INSTRUCTIONS TO FOLLOW -
Please return each of the items below line for line and unchanged, but leave the pictures out.

DATASET -
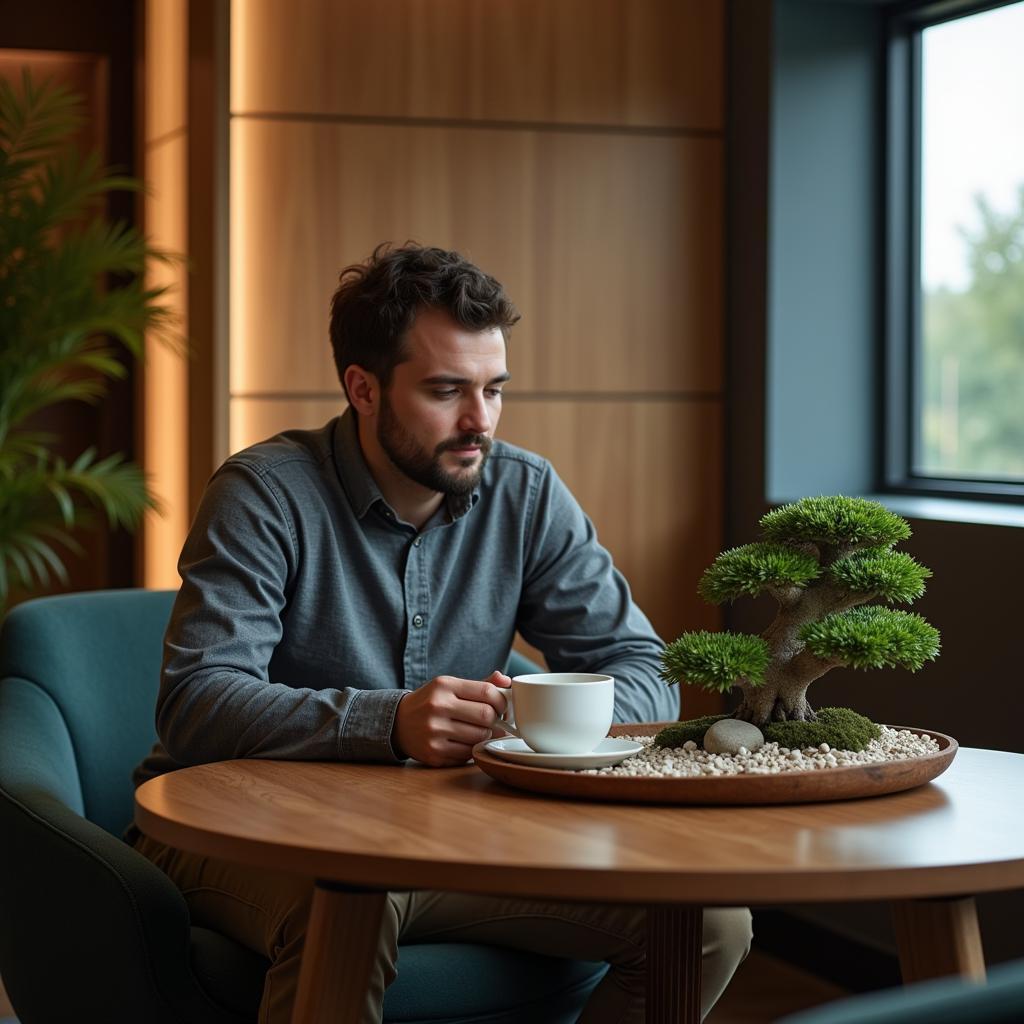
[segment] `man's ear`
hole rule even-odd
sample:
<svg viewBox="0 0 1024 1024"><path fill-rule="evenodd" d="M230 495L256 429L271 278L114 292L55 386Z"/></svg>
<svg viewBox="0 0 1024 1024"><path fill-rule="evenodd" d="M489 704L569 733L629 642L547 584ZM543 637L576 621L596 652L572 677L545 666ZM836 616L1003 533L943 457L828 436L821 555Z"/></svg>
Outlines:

RESULT -
[segment] `man's ear`
hole rule even-odd
sample:
<svg viewBox="0 0 1024 1024"><path fill-rule="evenodd" d="M230 495L256 429L271 278L114 292L55 386Z"/></svg>
<svg viewBox="0 0 1024 1024"><path fill-rule="evenodd" d="M489 704L569 733L629 642L547 584ZM543 637L576 621L596 652L572 677L545 666ZM836 616L1003 533L943 457L828 436L821 555Z"/></svg>
Outlines:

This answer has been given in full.